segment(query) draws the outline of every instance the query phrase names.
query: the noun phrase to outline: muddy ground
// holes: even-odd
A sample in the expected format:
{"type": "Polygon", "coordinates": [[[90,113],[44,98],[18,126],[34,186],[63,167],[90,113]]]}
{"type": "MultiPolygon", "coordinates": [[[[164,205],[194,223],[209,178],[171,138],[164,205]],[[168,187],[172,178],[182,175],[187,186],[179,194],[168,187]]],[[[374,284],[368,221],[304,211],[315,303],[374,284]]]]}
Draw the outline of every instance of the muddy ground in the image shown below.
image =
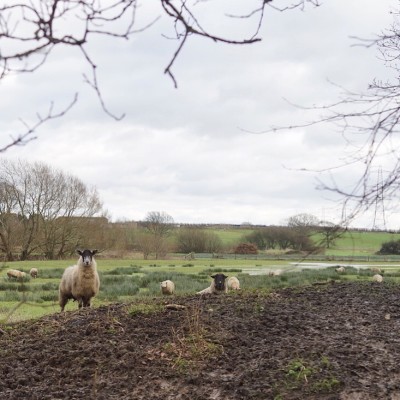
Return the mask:
{"type": "Polygon", "coordinates": [[[400,399],[400,287],[388,283],[160,298],[1,328],[0,399],[400,399]]]}

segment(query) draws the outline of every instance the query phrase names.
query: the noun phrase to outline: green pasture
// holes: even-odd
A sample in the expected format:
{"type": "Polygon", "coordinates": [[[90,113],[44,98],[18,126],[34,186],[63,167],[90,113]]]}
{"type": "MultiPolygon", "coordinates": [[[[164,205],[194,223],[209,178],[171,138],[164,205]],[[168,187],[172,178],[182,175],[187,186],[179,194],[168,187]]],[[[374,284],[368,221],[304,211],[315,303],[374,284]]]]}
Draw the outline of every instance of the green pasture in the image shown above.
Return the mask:
{"type": "Polygon", "coordinates": [[[224,246],[233,246],[237,243],[240,243],[243,238],[250,233],[254,232],[254,229],[251,228],[220,228],[220,229],[215,229],[215,228],[209,228],[209,231],[212,233],[217,234],[220,239],[222,240],[222,243],[224,246]]]}
{"type": "MultiPolygon", "coordinates": [[[[374,255],[381,248],[382,243],[392,240],[399,240],[399,233],[389,232],[345,232],[336,239],[335,244],[330,249],[326,249],[326,255],[340,256],[368,256],[374,255]]],[[[314,236],[318,243],[318,235],[314,236]]]]}

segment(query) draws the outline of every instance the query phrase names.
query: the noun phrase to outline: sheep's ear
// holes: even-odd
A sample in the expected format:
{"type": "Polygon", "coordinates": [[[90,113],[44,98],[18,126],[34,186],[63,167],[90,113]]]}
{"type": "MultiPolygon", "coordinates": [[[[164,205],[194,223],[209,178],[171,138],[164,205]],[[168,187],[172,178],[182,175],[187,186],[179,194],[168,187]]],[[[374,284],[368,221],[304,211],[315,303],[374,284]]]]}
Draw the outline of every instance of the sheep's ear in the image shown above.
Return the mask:
{"type": "Polygon", "coordinates": [[[81,250],[76,250],[76,252],[81,256],[82,255],[82,251],[81,250]]]}
{"type": "Polygon", "coordinates": [[[223,274],[224,275],[224,278],[226,279],[226,278],[228,278],[225,274],[223,274]]]}
{"type": "Polygon", "coordinates": [[[97,250],[97,249],[95,249],[95,250],[92,250],[92,255],[95,255],[97,252],[98,252],[98,250],[97,250]]]}
{"type": "Polygon", "coordinates": [[[215,276],[216,276],[216,275],[211,275],[211,278],[215,279],[215,276]]]}

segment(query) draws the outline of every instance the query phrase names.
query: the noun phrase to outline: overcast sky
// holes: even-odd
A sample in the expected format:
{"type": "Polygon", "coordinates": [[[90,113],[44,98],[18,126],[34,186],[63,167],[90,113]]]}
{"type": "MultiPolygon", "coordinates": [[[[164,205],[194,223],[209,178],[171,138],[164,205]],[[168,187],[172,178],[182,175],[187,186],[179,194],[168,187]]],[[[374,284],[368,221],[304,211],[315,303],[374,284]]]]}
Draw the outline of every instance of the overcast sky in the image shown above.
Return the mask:
{"type": "MultiPolygon", "coordinates": [[[[156,4],[139,9],[138,28],[161,15],[156,4]]],[[[256,22],[226,19],[224,10],[233,5],[246,12],[255,4],[221,0],[198,7],[207,28],[242,38],[256,22]]],[[[165,18],[129,41],[94,40],[88,51],[104,101],[114,114],[126,114],[119,122],[84,83],[90,70],[81,53],[56,50],[39,71],[0,81],[0,145],[23,132],[20,118],[34,121],[52,101],[61,109],[75,92],[78,103],[40,127],[35,141],[2,157],[43,161],[95,186],[114,221],[165,211],[181,223],[271,225],[298,213],[339,222],[341,205],[316,189],[317,179],[329,181],[329,174],[312,171],[337,165],[346,151],[343,137],[321,125],[256,132],[307,121],[311,116],[290,103],[335,102],[342,91],[330,82],[363,91],[373,78],[388,77],[377,52],[352,46],[351,36],[380,33],[397,5],[323,0],[303,11],[267,8],[259,43],[235,47],[191,38],[173,67],[177,89],[163,73],[177,46],[163,36],[172,32],[165,18]]],[[[357,172],[335,171],[334,178],[351,185],[357,172]]],[[[376,225],[382,220],[379,214],[376,225]]],[[[388,208],[385,220],[398,229],[398,210],[388,208]]],[[[360,216],[354,225],[371,228],[373,218],[360,216]]]]}

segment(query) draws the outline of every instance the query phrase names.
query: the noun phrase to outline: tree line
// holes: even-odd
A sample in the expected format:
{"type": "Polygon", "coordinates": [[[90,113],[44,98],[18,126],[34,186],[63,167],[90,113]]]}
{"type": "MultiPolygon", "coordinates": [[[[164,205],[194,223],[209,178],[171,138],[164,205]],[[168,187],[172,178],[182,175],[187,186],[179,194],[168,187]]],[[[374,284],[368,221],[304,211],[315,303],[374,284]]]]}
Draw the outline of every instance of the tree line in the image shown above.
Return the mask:
{"type": "MultiPolygon", "coordinates": [[[[288,226],[254,229],[241,241],[264,249],[313,251],[313,232],[330,247],[342,231],[309,214],[288,226]]],[[[236,244],[238,245],[238,243],[236,244]]],[[[321,245],[321,244],[320,244],[321,245]]],[[[42,162],[0,162],[0,253],[5,261],[62,259],[77,248],[97,248],[121,257],[139,251],[145,259],[169,252],[234,252],[218,234],[196,225],[175,224],[166,212],[151,211],[143,221],[109,222],[96,188],[42,162]]],[[[241,246],[240,251],[249,249],[241,246]]],[[[237,249],[239,251],[239,248],[237,249]]]]}

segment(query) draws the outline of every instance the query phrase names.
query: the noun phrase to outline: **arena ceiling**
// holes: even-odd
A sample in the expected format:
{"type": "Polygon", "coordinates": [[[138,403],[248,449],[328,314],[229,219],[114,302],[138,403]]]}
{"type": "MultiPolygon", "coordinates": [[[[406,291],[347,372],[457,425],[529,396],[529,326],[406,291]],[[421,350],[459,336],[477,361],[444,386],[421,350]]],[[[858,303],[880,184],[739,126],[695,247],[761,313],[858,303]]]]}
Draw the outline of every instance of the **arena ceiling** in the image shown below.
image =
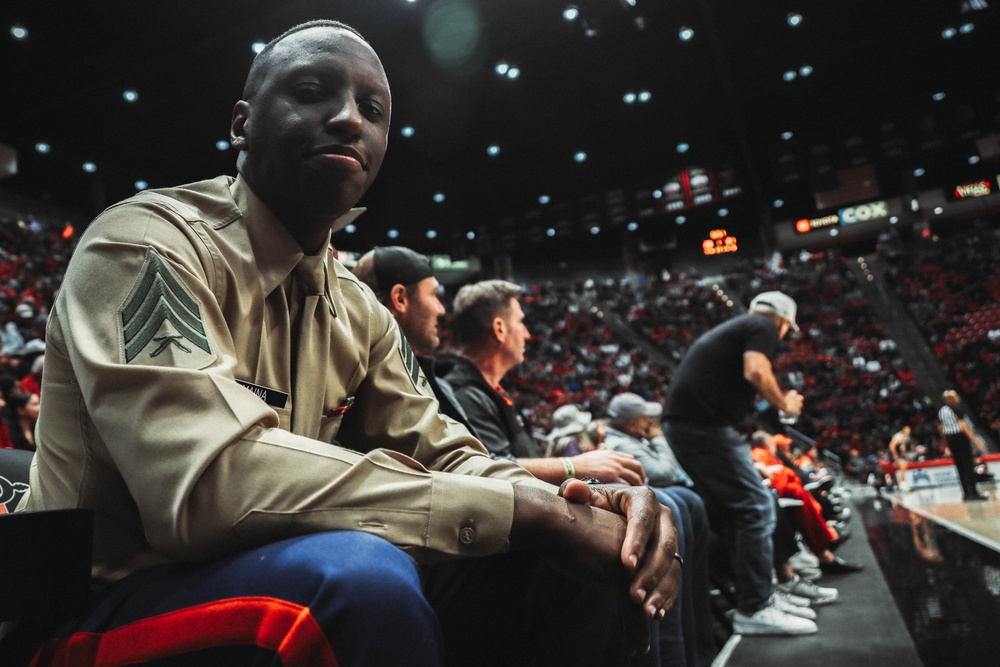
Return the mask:
{"type": "Polygon", "coordinates": [[[18,173],[0,190],[89,217],[137,182],[234,173],[217,143],[252,44],[338,18],[393,91],[389,152],[342,248],[544,257],[766,229],[817,213],[852,168],[880,196],[995,180],[997,4],[6,0],[0,143],[18,173]],[[708,174],[712,197],[665,207],[678,174],[708,174]]]}

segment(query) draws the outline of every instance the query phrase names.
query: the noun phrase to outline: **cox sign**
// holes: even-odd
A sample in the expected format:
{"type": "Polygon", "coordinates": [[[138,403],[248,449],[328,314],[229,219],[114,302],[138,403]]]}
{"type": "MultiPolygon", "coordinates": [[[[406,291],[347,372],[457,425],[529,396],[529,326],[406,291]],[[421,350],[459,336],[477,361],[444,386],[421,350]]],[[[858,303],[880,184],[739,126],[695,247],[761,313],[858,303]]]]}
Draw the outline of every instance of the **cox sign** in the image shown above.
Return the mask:
{"type": "Polygon", "coordinates": [[[873,201],[868,204],[861,204],[860,206],[848,206],[837,211],[837,215],[840,216],[840,224],[842,225],[888,218],[889,202],[873,201]]]}

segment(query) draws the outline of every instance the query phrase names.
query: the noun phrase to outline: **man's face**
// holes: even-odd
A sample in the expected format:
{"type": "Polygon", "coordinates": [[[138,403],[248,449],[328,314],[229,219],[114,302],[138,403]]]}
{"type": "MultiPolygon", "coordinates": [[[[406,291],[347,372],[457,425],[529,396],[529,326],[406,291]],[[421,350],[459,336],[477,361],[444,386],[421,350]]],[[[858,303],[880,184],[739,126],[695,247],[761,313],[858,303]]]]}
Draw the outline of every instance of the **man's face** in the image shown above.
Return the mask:
{"type": "Polygon", "coordinates": [[[346,213],[382,165],[390,95],[375,52],[316,27],[274,46],[256,92],[233,111],[240,173],[286,225],[346,213]]]}
{"type": "Polygon", "coordinates": [[[632,417],[622,425],[622,433],[633,438],[648,438],[649,429],[652,426],[652,419],[645,415],[632,417]]]}
{"type": "Polygon", "coordinates": [[[517,299],[510,300],[510,313],[505,318],[507,324],[507,338],[504,340],[504,349],[507,351],[511,366],[516,366],[524,361],[524,343],[531,339],[528,327],[524,325],[524,311],[521,310],[521,302],[517,299]]]}
{"type": "Polygon", "coordinates": [[[431,354],[441,342],[438,318],[444,315],[444,306],[437,293],[437,278],[424,278],[407,290],[406,311],[396,315],[410,347],[420,354],[431,354]]]}

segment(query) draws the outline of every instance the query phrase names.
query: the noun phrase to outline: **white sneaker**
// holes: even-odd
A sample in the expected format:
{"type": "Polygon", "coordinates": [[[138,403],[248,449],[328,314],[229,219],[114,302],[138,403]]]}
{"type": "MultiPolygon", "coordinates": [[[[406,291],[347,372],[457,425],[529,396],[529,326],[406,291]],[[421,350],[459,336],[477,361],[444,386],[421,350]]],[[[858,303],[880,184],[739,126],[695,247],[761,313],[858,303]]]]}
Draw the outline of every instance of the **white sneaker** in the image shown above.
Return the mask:
{"type": "Polygon", "coordinates": [[[788,564],[792,566],[793,570],[819,567],[819,558],[815,554],[800,550],[788,558],[788,564]]]}
{"type": "Polygon", "coordinates": [[[817,586],[813,582],[807,581],[799,575],[795,575],[795,578],[791,581],[778,584],[775,588],[782,593],[791,593],[792,595],[798,595],[801,598],[807,598],[811,600],[814,605],[830,604],[836,600],[839,595],[836,588],[824,588],[822,586],[817,586]]]}
{"type": "Polygon", "coordinates": [[[792,616],[773,604],[749,616],[739,611],[733,615],[733,632],[741,635],[812,635],[817,630],[808,618],[792,616]]]}
{"type": "Polygon", "coordinates": [[[798,595],[792,595],[791,593],[785,593],[779,591],[777,588],[774,589],[774,594],[783,598],[788,604],[793,604],[796,607],[811,607],[812,601],[809,598],[799,597],[798,595]]]}
{"type": "MultiPolygon", "coordinates": [[[[798,597],[798,596],[795,596],[798,597]]],[[[808,606],[803,607],[790,602],[784,593],[775,593],[774,597],[771,598],[771,602],[779,611],[783,611],[786,614],[791,614],[792,616],[798,616],[799,618],[808,618],[810,621],[816,620],[816,612],[810,609],[808,606]]]]}

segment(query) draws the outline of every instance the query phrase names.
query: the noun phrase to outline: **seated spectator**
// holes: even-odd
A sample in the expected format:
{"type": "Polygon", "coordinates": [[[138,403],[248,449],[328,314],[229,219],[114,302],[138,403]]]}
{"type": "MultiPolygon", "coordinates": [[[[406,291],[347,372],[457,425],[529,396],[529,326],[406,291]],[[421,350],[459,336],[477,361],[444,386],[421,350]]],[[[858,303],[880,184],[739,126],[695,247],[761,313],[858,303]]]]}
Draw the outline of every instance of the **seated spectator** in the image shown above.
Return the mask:
{"type": "Polygon", "coordinates": [[[531,427],[500,385],[504,375],[524,361],[531,337],[518,300],[521,288],[503,280],[462,287],[452,315],[462,356],[445,376],[455,390],[476,434],[496,459],[516,461],[535,477],[561,484],[572,478],[641,486],[646,481],[635,457],[595,449],[573,457],[543,456],[531,427]]]}
{"type": "Polygon", "coordinates": [[[35,664],[83,646],[117,664],[617,665],[649,646],[680,576],[669,513],[488,457],[331,255],[390,106],[356,31],[296,26],[234,105],[238,176],[89,226],[47,321],[19,509],[93,510],[101,590],[35,664]],[[435,586],[417,558],[456,576],[435,586]]]}
{"type": "MultiPolygon", "coordinates": [[[[845,530],[838,534],[827,524],[819,502],[805,489],[798,475],[777,457],[774,436],[766,431],[755,431],[750,437],[750,444],[752,447],[750,456],[761,477],[767,480],[780,497],[792,498],[802,503],[788,507],[787,511],[795,529],[802,535],[803,542],[819,558],[820,569],[827,573],[860,571],[860,565],[848,563],[833,553],[833,549],[843,544],[850,537],[850,533],[845,530]]],[[[794,585],[781,584],[779,589],[791,593],[793,591],[789,589],[794,585]]]]}
{"type": "Polygon", "coordinates": [[[564,405],[552,413],[546,456],[576,456],[598,448],[590,435],[592,415],[575,405],[564,405]]]}
{"type": "Polygon", "coordinates": [[[441,343],[438,319],[445,314],[438,298],[440,284],[434,277],[431,261],[424,255],[402,246],[378,247],[362,255],[352,269],[361,282],[389,309],[407,343],[416,353],[441,413],[464,424],[476,435],[451,385],[434,372],[434,351],[441,343]]]}
{"type": "Polygon", "coordinates": [[[7,399],[0,392],[0,449],[15,449],[14,441],[10,437],[10,429],[7,428],[7,399]]]}
{"type": "MultiPolygon", "coordinates": [[[[545,457],[535,444],[530,428],[500,385],[504,375],[524,361],[524,344],[530,337],[518,298],[520,293],[521,289],[513,283],[485,280],[462,287],[455,296],[453,326],[462,357],[446,379],[483,444],[494,458],[515,460],[536,477],[553,484],[579,476],[592,478],[594,482],[641,485],[645,473],[629,454],[599,449],[573,457],[545,457]]],[[[680,568],[684,560],[680,554],[683,548],[680,534],[684,527],[678,520],[677,506],[670,509],[676,526],[670,535],[676,547],[673,559],[680,568]]],[[[679,573],[683,575],[683,569],[679,573]]],[[[676,667],[684,665],[686,660],[679,613],[675,605],[658,617],[661,623],[657,624],[661,634],[658,657],[672,660],[670,664],[676,667]],[[664,641],[669,644],[666,651],[662,650],[664,641]]]]}
{"type": "Polygon", "coordinates": [[[4,421],[14,449],[35,449],[35,423],[38,421],[38,394],[19,392],[7,399],[4,421]]]}
{"type": "MultiPolygon", "coordinates": [[[[618,394],[608,404],[605,444],[608,449],[631,454],[642,463],[646,484],[660,502],[676,508],[674,516],[681,523],[677,532],[686,563],[681,580],[682,648],[689,665],[708,665],[716,653],[709,606],[708,514],[705,503],[691,488],[691,478],[663,436],[662,413],[663,406],[659,403],[629,392],[618,394]]],[[[661,643],[661,659],[670,652],[661,643]]]]}
{"type": "Polygon", "coordinates": [[[31,371],[21,378],[21,390],[28,394],[42,395],[42,369],[45,366],[45,355],[40,354],[31,362],[31,371]]]}

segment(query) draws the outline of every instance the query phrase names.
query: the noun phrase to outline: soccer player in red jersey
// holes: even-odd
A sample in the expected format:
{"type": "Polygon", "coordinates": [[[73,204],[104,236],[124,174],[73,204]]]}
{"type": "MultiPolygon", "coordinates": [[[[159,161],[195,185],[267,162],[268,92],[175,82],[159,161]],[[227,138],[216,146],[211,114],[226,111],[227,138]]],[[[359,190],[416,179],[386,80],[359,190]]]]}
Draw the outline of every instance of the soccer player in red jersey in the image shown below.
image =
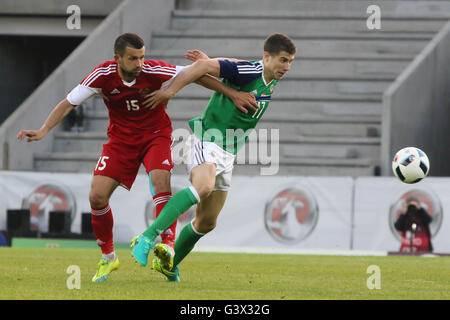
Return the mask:
{"type": "MultiPolygon", "coordinates": [[[[171,197],[172,124],[166,105],[149,107],[148,100],[150,93],[169,85],[183,67],[144,57],[144,41],[133,33],[122,34],[114,43],[114,60],[94,68],[52,110],[39,130],[22,130],[17,137],[28,137],[28,142],[40,140],[74,107],[93,95],[103,97],[110,119],[109,140],[103,145],[89,192],[92,227],[102,251],[93,282],[107,280],[119,266],[109,206],[114,190],[119,185],[130,190],[142,163],[149,175],[157,216],[171,197]]],[[[227,95],[238,108],[257,108],[253,95],[237,92],[213,77],[205,76],[197,83],[227,95]]],[[[175,228],[176,222],[161,235],[168,254],[174,254],[175,228]]]]}

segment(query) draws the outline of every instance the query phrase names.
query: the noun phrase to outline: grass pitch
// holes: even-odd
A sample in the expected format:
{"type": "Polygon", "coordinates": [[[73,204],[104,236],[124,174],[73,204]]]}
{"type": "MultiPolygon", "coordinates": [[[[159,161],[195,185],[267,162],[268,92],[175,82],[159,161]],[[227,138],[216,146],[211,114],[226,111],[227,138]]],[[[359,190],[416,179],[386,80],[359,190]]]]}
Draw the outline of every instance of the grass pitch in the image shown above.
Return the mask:
{"type": "MultiPolygon", "coordinates": [[[[129,250],[120,267],[92,283],[98,249],[0,248],[0,299],[302,300],[449,299],[450,258],[360,257],[193,252],[180,265],[182,282],[169,283],[129,250]],[[80,289],[68,289],[68,267],[81,271],[80,289]],[[368,289],[380,270],[380,289],[368,289]]],[[[150,256],[149,260],[153,257],[150,256]]],[[[150,264],[149,264],[150,265],[150,264]]]]}

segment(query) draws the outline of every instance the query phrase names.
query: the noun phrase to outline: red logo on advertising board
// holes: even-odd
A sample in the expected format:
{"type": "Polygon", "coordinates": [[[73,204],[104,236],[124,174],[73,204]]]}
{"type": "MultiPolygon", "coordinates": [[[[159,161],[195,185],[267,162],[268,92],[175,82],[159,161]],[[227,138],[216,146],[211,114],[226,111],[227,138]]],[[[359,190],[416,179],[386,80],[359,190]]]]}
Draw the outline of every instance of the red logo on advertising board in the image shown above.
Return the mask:
{"type": "Polygon", "coordinates": [[[30,229],[47,231],[50,211],[69,211],[72,220],[76,214],[76,201],[70,190],[62,185],[42,184],[22,200],[22,208],[30,209],[30,229]]]}
{"type": "Polygon", "coordinates": [[[277,241],[298,243],[314,230],[319,218],[317,201],[304,188],[286,188],[266,204],[264,225],[277,241]]]}

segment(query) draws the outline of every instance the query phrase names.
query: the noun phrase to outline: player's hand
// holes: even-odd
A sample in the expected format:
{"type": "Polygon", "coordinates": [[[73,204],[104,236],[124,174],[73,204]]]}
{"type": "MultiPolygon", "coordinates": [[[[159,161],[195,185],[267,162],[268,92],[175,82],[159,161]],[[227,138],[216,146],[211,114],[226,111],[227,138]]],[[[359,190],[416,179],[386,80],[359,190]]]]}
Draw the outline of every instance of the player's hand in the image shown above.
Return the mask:
{"type": "Polygon", "coordinates": [[[150,110],[156,108],[160,103],[167,106],[167,103],[173,96],[175,96],[175,94],[169,92],[168,90],[156,90],[144,97],[145,99],[142,106],[150,110]]]}
{"type": "Polygon", "coordinates": [[[250,92],[237,91],[233,97],[230,97],[236,108],[243,113],[248,113],[248,109],[253,112],[259,110],[259,106],[256,103],[256,98],[250,92]]]}
{"type": "Polygon", "coordinates": [[[208,55],[200,50],[188,50],[184,57],[191,61],[197,61],[200,59],[209,59],[208,55]]]}
{"type": "Polygon", "coordinates": [[[43,130],[21,130],[17,135],[18,140],[28,137],[27,142],[41,140],[46,135],[43,130]]]}

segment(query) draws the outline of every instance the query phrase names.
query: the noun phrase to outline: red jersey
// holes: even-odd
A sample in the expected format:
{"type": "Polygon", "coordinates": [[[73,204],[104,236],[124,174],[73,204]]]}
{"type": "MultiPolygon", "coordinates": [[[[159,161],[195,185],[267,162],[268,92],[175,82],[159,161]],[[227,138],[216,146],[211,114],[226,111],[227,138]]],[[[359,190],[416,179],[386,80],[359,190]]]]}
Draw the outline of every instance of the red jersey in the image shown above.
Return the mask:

━━━━━━

▶ [What to produce]:
All lines above holding the word "arena" make up the answer; copy each one.

▶ [Task output]:
query: the noun phrase to outline: **arena ceiling**
Draw the outline of every instance of the **arena ceiling** in the image shown below.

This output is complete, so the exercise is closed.